# What the exercise asks
Count how many of the lines below contain the string "baseboard". Reply with the number alone.

[Records from a data source]
● ● ● ● ● ● ●
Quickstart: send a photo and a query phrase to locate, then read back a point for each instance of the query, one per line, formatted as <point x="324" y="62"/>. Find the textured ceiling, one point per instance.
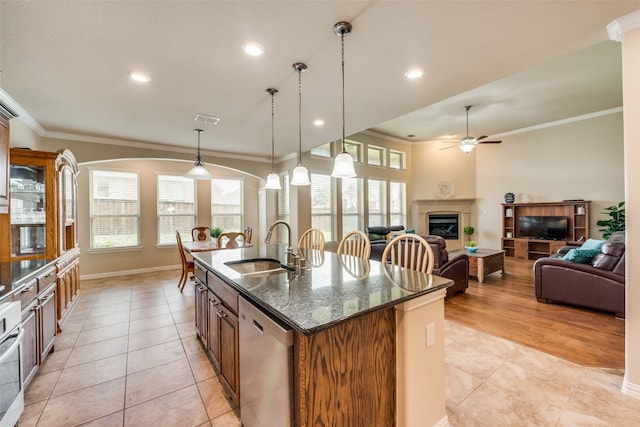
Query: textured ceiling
<point x="519" y="63"/>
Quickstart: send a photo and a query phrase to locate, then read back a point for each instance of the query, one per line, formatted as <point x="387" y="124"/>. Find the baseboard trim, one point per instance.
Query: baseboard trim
<point x="128" y="272"/>
<point x="630" y="389"/>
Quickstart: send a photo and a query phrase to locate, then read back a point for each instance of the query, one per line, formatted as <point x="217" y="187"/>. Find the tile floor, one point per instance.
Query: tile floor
<point x="128" y="356"/>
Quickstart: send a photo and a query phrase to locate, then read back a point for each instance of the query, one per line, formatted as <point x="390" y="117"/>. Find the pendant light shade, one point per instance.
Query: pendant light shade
<point x="198" y="171"/>
<point x="273" y="180"/>
<point x="343" y="166"/>
<point x="300" y="174"/>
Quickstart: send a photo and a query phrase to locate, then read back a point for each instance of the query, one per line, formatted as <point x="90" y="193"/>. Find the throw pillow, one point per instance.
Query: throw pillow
<point x="580" y="255"/>
<point x="594" y="244"/>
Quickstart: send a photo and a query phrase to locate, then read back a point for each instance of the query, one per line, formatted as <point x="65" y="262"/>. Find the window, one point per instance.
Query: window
<point x="352" y="205"/>
<point x="398" y="202"/>
<point x="226" y="204"/>
<point x="353" y="148"/>
<point x="322" y="151"/>
<point x="375" y="155"/>
<point x="396" y="159"/>
<point x="176" y="208"/>
<point x="377" y="202"/>
<point x="323" y="205"/>
<point x="115" y="209"/>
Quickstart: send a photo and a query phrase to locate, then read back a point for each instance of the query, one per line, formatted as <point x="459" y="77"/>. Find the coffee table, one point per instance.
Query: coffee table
<point x="483" y="262"/>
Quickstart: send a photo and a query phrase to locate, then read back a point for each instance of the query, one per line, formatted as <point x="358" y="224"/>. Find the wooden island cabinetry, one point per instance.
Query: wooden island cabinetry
<point x="515" y="245"/>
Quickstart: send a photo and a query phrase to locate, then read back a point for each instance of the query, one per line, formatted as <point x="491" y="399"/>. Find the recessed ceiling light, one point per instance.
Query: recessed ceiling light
<point x="139" y="77"/>
<point x="253" y="49"/>
<point x="414" y="73"/>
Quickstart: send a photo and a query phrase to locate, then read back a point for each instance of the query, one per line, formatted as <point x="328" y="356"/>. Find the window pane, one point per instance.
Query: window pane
<point x="375" y="155"/>
<point x="397" y="199"/>
<point x="114" y="209"/>
<point x="322" y="204"/>
<point x="176" y="208"/>
<point x="352" y="204"/>
<point x="226" y="204"/>
<point x="396" y="159"/>
<point x="377" y="202"/>
<point x="322" y="151"/>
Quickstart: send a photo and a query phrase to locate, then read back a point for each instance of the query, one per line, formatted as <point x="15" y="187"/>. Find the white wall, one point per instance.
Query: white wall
<point x="580" y="160"/>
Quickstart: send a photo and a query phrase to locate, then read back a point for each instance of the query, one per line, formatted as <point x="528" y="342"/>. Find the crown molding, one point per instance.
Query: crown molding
<point x="618" y="27"/>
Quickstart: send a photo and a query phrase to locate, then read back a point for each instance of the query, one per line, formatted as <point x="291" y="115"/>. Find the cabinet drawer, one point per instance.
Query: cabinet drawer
<point x="226" y="294"/>
<point x="46" y="278"/>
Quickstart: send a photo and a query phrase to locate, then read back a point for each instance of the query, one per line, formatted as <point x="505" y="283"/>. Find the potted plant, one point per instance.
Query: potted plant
<point x="615" y="222"/>
<point x="471" y="245"/>
<point x="215" y="232"/>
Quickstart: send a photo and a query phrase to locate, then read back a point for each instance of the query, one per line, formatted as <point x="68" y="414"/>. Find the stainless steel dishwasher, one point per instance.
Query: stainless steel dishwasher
<point x="266" y="369"/>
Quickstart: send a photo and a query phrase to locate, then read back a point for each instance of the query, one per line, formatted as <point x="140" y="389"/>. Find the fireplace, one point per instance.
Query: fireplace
<point x="445" y="225"/>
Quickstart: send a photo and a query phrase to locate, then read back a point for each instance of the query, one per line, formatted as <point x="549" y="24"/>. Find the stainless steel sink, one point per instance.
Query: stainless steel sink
<point x="258" y="266"/>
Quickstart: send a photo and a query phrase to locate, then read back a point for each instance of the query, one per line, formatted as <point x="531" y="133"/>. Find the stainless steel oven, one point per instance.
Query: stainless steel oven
<point x="11" y="392"/>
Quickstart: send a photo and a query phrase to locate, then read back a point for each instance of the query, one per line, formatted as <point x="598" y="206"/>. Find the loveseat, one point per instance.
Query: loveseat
<point x="594" y="281"/>
<point x="455" y="268"/>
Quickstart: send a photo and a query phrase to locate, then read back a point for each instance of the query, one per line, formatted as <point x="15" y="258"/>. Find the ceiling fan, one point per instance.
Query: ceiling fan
<point x="468" y="143"/>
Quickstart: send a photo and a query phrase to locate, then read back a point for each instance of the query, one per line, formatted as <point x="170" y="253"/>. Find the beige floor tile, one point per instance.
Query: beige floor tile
<point x="89" y="374"/>
<point x="151" y="357"/>
<point x="98" y="350"/>
<point x="113" y="420"/>
<point x="41" y="387"/>
<point x="155" y="382"/>
<point x="149" y="323"/>
<point x="214" y="397"/>
<point x="201" y="366"/>
<point x="180" y="408"/>
<point x="84" y="405"/>
<point x="31" y="414"/>
<point x="101" y="334"/>
<point x="152" y="337"/>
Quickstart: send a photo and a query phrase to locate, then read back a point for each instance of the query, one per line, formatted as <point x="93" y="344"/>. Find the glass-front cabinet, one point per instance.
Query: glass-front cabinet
<point x="32" y="205"/>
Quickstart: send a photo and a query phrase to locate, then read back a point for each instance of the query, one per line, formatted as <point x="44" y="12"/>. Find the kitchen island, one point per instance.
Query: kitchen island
<point x="368" y="344"/>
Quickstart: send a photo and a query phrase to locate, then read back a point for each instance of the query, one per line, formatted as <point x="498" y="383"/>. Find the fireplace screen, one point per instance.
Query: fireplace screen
<point x="445" y="225"/>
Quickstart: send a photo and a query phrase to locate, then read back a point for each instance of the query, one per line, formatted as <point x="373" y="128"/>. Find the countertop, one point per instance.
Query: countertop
<point x="331" y="289"/>
<point x="14" y="274"/>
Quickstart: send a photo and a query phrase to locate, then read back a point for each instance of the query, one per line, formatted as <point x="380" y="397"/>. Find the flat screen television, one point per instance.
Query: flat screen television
<point x="543" y="227"/>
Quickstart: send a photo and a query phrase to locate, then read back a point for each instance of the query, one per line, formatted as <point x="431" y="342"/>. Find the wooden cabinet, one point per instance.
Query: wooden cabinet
<point x="515" y="245"/>
<point x="216" y="306"/>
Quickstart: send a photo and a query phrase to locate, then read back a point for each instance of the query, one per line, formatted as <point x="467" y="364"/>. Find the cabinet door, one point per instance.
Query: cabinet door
<point x="229" y="361"/>
<point x="29" y="346"/>
<point x="47" y="322"/>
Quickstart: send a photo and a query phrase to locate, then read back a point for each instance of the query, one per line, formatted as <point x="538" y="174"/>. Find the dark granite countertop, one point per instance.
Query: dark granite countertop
<point x="331" y="289"/>
<point x="15" y="273"/>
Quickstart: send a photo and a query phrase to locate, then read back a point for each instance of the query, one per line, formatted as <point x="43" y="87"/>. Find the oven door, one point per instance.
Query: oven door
<point x="11" y="393"/>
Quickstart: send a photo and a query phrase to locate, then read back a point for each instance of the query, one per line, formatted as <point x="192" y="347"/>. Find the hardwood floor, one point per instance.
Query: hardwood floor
<point x="505" y="306"/>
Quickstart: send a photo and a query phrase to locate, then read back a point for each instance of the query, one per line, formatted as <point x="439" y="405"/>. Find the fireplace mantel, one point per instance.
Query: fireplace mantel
<point x="462" y="207"/>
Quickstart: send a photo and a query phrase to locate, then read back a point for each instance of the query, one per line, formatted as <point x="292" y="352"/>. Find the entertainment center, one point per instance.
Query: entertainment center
<point x="536" y="230"/>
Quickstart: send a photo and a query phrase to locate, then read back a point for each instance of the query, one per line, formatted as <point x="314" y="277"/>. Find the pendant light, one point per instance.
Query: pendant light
<point x="198" y="171"/>
<point x="300" y="174"/>
<point x="273" y="180"/>
<point x="343" y="166"/>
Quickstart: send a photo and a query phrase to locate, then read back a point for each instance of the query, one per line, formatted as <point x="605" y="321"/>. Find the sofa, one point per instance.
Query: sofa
<point x="597" y="280"/>
<point x="455" y="268"/>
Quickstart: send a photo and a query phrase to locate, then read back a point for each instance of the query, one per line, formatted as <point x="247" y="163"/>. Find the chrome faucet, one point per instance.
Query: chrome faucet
<point x="291" y="255"/>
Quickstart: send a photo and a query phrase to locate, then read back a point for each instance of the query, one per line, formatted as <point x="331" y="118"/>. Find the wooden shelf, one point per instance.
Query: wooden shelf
<point x="514" y="245"/>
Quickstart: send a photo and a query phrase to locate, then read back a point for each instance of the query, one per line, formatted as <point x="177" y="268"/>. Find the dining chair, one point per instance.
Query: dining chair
<point x="409" y="251"/>
<point x="313" y="238"/>
<point x="187" y="265"/>
<point x="248" y="233"/>
<point x="200" y="233"/>
<point x="355" y="243"/>
<point x="231" y="240"/>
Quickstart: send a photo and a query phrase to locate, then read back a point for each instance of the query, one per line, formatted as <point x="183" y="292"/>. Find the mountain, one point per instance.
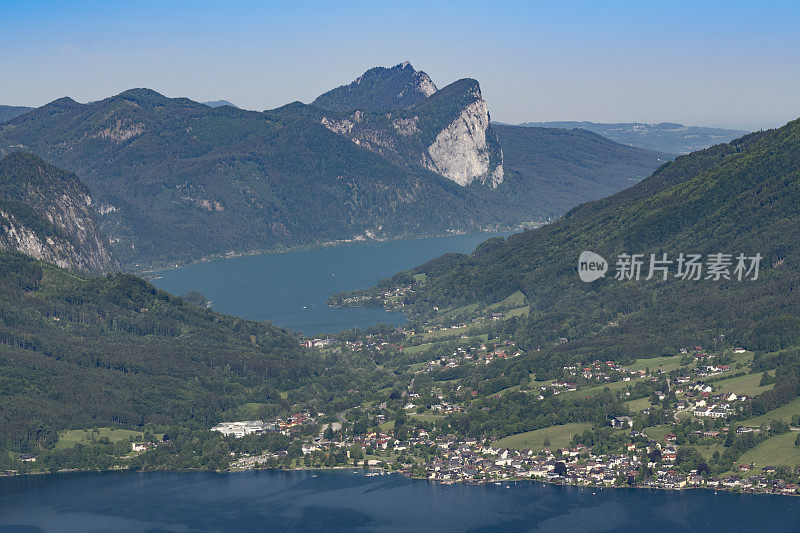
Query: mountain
<point x="218" y="103"/>
<point x="106" y="351"/>
<point x="664" y="137"/>
<point x="448" y="132"/>
<point x="550" y="170"/>
<point x="735" y="198"/>
<point x="47" y="213"/>
<point x="379" y="89"/>
<point x="175" y="180"/>
<point x="7" y="112"/>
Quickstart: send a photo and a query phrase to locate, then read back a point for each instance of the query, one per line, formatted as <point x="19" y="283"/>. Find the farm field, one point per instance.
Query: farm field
<point x="559" y="436"/>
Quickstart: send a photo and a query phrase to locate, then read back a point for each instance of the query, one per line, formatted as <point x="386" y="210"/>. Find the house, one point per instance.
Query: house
<point x="242" y="428"/>
<point x="622" y="422"/>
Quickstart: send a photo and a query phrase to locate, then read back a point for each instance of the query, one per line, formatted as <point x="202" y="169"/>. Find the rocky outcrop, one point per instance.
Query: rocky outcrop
<point x="448" y="132"/>
<point x="461" y="152"/>
<point x="47" y="213"/>
<point x="379" y="89"/>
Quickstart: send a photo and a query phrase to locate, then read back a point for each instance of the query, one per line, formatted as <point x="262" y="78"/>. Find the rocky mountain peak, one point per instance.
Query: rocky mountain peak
<point x="379" y="89"/>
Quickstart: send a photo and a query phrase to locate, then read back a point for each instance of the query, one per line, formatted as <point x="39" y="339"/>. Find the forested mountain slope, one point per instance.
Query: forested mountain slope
<point x="78" y="352"/>
<point x="47" y="213"/>
<point x="742" y="197"/>
<point x="175" y="180"/>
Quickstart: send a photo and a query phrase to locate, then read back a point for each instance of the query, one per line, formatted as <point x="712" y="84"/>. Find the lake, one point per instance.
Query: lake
<point x="348" y="501"/>
<point x="290" y="289"/>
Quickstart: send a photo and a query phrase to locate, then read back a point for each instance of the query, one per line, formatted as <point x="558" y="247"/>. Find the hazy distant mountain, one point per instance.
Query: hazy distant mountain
<point x="47" y="213"/>
<point x="552" y="170"/>
<point x="7" y="112"/>
<point x="176" y="180"/>
<point x="219" y="103"/>
<point x="665" y="137"/>
<point x="379" y="89"/>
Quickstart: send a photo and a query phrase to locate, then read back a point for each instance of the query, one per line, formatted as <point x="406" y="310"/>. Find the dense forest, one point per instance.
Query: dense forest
<point x="175" y="180"/>
<point x="114" y="351"/>
<point x="733" y="198"/>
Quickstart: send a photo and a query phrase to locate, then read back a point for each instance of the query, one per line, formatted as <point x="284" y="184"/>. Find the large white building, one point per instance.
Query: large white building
<point x="246" y="427"/>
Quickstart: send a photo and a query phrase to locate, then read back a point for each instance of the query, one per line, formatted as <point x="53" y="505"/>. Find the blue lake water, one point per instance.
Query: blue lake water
<point x="290" y="289"/>
<point x="347" y="501"/>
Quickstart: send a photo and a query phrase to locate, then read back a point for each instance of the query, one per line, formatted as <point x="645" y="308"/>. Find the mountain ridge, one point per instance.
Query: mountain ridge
<point x="46" y="213"/>
<point x="175" y="180"/>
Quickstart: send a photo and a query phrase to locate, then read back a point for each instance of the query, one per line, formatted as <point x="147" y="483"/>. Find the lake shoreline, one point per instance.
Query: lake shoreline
<point x="156" y="267"/>
<point x="375" y="470"/>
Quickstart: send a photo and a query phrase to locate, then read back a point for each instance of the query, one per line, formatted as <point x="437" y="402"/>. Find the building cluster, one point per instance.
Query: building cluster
<point x="258" y="427"/>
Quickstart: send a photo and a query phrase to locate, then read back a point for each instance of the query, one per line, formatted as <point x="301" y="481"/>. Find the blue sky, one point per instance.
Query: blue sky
<point x="703" y="62"/>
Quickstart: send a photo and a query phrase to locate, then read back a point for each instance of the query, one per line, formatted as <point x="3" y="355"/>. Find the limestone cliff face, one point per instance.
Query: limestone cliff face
<point x="461" y="152"/>
<point x="447" y="131"/>
<point x="47" y="213"/>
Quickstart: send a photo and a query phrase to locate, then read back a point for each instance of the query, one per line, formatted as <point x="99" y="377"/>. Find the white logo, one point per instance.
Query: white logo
<point x="591" y="266"/>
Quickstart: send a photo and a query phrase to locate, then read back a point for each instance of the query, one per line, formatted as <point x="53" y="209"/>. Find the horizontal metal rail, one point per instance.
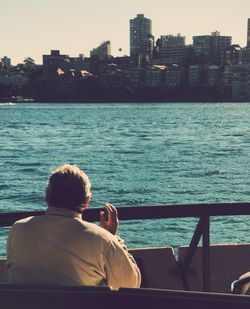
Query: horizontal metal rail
<point x="202" y="231"/>
<point x="147" y="212"/>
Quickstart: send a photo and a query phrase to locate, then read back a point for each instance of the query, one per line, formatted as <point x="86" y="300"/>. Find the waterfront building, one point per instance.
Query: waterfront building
<point x="103" y="51"/>
<point x="17" y="78"/>
<point x="213" y="75"/>
<point x="173" y="76"/>
<point x="111" y="76"/>
<point x="241" y="82"/>
<point x="248" y="33"/>
<point x="170" y="40"/>
<point x="210" y="48"/>
<point x="52" y="62"/>
<point x="155" y="76"/>
<point x="171" y="49"/>
<point x="6" y="63"/>
<point x="135" y="77"/>
<point x="194" y="75"/>
<point x="233" y="55"/>
<point x="141" y="39"/>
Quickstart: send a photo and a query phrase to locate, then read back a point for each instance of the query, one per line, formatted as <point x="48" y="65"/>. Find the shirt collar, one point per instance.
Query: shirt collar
<point x="56" y="211"/>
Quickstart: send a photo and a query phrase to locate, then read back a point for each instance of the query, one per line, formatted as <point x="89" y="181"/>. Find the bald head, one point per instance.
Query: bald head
<point x="68" y="187"/>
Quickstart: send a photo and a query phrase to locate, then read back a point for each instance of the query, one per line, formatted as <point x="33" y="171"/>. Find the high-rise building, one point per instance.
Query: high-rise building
<point x="170" y="40"/>
<point x="248" y="32"/>
<point x="6" y="62"/>
<point x="211" y="47"/>
<point x="141" y="38"/>
<point x="103" y="51"/>
<point x="171" y="49"/>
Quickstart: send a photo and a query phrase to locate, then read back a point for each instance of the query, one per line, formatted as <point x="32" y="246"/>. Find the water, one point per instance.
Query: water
<point x="134" y="154"/>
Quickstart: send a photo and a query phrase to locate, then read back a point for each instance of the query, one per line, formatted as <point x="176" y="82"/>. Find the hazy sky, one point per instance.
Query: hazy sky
<point x="34" y="27"/>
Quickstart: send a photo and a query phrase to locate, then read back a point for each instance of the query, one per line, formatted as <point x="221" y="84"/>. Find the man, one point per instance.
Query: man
<point x="61" y="248"/>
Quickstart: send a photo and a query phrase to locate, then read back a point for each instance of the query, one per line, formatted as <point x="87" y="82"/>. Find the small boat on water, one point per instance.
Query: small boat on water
<point x="197" y="276"/>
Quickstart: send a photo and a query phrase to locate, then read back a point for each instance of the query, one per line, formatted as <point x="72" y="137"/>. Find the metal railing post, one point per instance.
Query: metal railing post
<point x="206" y="254"/>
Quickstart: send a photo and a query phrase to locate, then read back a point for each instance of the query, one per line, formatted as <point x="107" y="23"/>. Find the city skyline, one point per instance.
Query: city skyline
<point x="33" y="28"/>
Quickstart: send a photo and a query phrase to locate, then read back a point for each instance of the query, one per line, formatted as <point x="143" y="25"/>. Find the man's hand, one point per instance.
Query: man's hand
<point x="111" y="224"/>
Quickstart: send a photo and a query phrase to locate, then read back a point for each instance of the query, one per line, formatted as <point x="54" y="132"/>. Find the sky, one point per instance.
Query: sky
<point x="31" y="28"/>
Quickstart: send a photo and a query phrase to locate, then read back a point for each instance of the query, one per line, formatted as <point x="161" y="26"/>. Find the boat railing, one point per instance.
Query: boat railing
<point x="202" y="231"/>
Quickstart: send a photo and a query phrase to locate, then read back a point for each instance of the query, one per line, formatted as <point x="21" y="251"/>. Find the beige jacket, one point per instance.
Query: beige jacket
<point x="61" y="248"/>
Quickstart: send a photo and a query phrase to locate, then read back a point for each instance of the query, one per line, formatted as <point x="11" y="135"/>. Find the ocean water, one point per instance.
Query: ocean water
<point x="134" y="154"/>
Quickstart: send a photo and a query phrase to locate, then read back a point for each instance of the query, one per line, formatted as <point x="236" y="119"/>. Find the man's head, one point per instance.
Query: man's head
<point x="68" y="188"/>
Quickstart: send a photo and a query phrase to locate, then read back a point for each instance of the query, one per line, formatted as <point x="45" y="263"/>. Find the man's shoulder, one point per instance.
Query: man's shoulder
<point x="96" y="230"/>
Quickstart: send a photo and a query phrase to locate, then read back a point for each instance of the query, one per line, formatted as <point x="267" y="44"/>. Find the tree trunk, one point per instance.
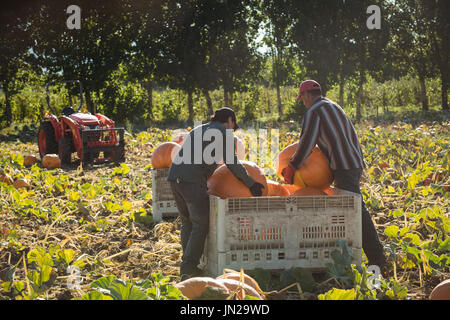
● ● ● ● ● ● ●
# Full answer
2